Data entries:
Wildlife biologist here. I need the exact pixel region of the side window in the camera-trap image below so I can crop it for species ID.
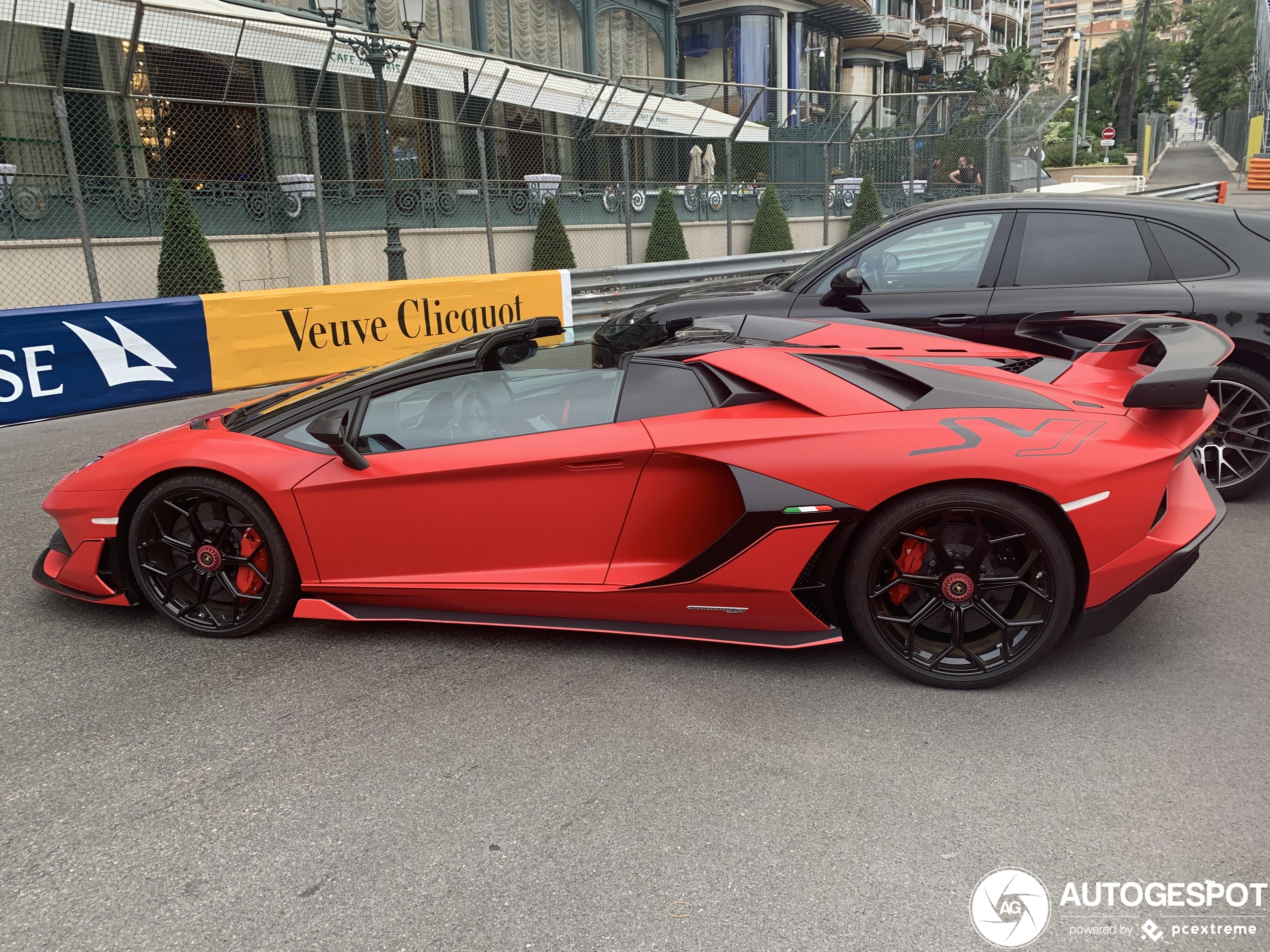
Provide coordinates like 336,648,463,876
269,400,357,456
617,360,714,423
1148,222,1230,280
357,368,622,453
814,213,1001,294
1014,212,1150,287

Exercise instructions: Please rewrite every line of the records above, the text lines included, with each bounding-box coordinate in the answers multiplied by 1.75 and rounded to a whole number, halves rounded up. Leave the pictures out of your answer.

Output below:
Wildlife biologist here. I need the exact pixel region of the side window in the camera-trap image below so I can crop it for species ID.
Provide coordinates like 336,648,463,876
471,700,625,798
1080,630,1250,740
2009,389,2153,490
625,644,1089,793
1425,373,1752,515
1775,371,2013,502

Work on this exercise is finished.